- Work instructions -
Every entry should be copied exactly, with nothing added or dropped.
Segment Start: Supplied records
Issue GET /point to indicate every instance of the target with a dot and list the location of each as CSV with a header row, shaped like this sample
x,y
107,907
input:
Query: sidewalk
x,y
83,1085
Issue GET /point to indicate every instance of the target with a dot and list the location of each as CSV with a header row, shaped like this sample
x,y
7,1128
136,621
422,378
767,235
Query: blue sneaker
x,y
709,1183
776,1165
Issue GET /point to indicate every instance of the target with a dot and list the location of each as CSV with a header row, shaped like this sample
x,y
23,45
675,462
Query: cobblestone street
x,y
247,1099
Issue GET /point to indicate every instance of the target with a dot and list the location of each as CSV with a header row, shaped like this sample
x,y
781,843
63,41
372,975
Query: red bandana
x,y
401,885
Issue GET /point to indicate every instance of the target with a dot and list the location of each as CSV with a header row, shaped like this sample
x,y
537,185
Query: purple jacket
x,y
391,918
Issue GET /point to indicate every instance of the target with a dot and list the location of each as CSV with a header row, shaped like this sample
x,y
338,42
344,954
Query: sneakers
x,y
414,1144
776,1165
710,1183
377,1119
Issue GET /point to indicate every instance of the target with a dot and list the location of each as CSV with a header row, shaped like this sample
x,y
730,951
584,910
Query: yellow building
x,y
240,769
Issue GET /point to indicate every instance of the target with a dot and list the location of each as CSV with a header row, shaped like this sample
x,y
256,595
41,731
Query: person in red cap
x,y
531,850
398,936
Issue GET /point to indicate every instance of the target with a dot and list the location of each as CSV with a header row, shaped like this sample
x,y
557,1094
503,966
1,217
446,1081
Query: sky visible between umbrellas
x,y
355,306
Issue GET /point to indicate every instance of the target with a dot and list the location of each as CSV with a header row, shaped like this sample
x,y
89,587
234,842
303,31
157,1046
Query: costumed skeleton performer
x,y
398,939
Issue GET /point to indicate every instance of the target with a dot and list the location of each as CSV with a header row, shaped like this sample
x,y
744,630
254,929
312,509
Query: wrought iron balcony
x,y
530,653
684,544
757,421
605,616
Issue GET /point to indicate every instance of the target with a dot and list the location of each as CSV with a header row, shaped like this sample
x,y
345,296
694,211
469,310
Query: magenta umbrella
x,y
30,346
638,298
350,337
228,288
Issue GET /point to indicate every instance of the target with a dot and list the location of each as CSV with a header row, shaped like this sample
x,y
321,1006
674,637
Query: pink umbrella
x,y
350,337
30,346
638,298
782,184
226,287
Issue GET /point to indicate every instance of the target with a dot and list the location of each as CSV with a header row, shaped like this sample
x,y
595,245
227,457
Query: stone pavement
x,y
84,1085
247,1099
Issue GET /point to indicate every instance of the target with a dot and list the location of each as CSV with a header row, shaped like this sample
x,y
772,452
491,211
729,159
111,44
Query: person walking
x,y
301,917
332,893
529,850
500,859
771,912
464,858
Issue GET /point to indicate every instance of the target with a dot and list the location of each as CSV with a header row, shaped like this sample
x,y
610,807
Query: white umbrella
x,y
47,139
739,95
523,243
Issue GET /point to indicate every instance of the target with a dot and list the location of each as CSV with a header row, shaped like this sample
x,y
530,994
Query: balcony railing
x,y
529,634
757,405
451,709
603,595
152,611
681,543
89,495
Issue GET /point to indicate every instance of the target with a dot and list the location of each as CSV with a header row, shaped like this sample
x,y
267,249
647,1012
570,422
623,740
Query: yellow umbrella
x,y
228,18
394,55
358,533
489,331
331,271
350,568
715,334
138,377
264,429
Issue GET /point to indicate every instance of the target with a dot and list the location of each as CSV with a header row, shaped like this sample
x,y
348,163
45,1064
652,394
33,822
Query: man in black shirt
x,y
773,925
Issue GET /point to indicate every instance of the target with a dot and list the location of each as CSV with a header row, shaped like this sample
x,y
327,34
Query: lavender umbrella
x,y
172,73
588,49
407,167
Segment End: Supplied records
- Output for this task -
Issue GET /point to indicate every instance of the target with a dot and list the location of each as CSV with a header row, shaped like this sample
x,y
107,907
input:
Query: sidewalk
x,y
83,1085
Issue GET /point to indicate every instance of the target with a dot and list the location of each as CSV with a header row, shaped like this sample
x,y
7,1128
136,621
422,378
767,235
Query: blue sneaker
x,y
709,1183
776,1165
Issue GET /point to indicate every instance of the target with a dot and list the location of each as CSV with a header row, shaped like this sample
x,y
23,45
675,462
Query: cobblestone street
x,y
247,1099
Issue GET /point to indicate every instance of the target with a dot and list the location of each as CSV with a header row, shaped like this sample
x,y
781,843
63,41
372,975
Query: red bandana
x,y
401,885
Issue GET /point to indicate every instance of the target with a dot and list the location of each as CSV with a header row, shaped like this sample
x,y
537,185
Query: purple jacket
x,y
391,918
Issue GET /point to indicate every instance of the target with a dot and list the location of each as CSV with a header row, shaped like this sample
x,y
338,42
344,954
Query: sneakers
x,y
414,1144
776,1165
710,1183
377,1119
Issue GET /point to indicate every instance of the target with a dot and list the location of each as CSV with a header row, shaped like this sample
x,y
730,951
584,910
Query: yellow building
x,y
240,769
Issue GET /point to indicate every instance of the target with a dot and list the location of each as CSV with a header row, shaped like this sample
x,y
256,595
41,731
Query: person in red cap
x,y
531,850
398,936
Issue GET /point to indicate every instance of the target with a dot and list the location of each as CSV with a header row, shaped like this sample
x,y
557,1094
503,966
1,217
446,1081
Query: sky visible between umbrellas
x,y
355,306
Issue GET /point to indicate every instance of the target with a dot and list the location of each as CSV with a header row, shaped like this sample
x,y
89,587
234,842
303,31
157,1046
Query: costumed skeleton performer
x,y
398,939
Issue GET /point to indicate every instance of the target with a dot and list the location of each as CSV with a header row, shaped like this sample
x,y
744,630
254,929
312,509
Query: wrought iron balcony
x,y
530,653
684,544
757,421
605,616
Issue GET /point to indicate every instance of the target with a dot and list the location of each as CSV with a header row, shaped like this sample
x,y
345,296
694,211
469,310
Query: magenta umbrella
x,y
30,346
638,298
350,337
228,288
Issue GET /point to indicate every instance of the target with a dot and list the location of each as CSV with a header row, shaped like this sample
x,y
321,1006
674,637
Query: pink umbrella
x,y
350,337
30,346
638,298
782,184
226,287
Issue GET /point to indicate every instance of the target with a dot and list the location of each as CSV with a header row, shaped like this sample
x,y
595,245
227,457
Query: stone pavement
x,y
84,1085
247,1099
Issue GET /point to indicate every instance of the target with a dot and list the location of each as CSV with a header row, shaped like this sample
x,y
772,452
491,211
729,159
111,44
Query: person walking
x,y
301,917
332,893
529,850
500,859
771,912
464,858
Issue GET /point to indicate every instance of the target with a dot and list the location of each as CSV with a header row, shaped like this sample
x,y
610,807
Query: white umbrella
x,y
47,139
739,95
523,243
Issue GET /point to indicate every instance of the target with a dot and list the location of each as CSV with a header row, shaped like this sample
x,y
530,994
Query: balcony railing
x,y
529,634
757,405
451,709
603,595
152,611
681,543
89,495
Issue GET /point to indicate every instance of the target with a dot and list the location of each as CSV with a header row, shaped like this sample
x,y
267,249
647,1012
570,422
623,740
Query: yellow umbrella
x,y
228,18
394,55
358,533
489,331
331,271
350,568
715,334
138,377
264,429
Issue GET /point to indicate every instance of the target with a dot and list the location of each as CSV with a header row, shaped like this sample
x,y
348,163
45,1064
652,394
33,822
Query: man in black shirt
x,y
773,925
Issue GET /point to indicate every instance of the target with a dot and list the location of each as CSV with a header row, shaped like this sample
x,y
327,34
Query: lavender umbrella
x,y
172,73
588,49
407,167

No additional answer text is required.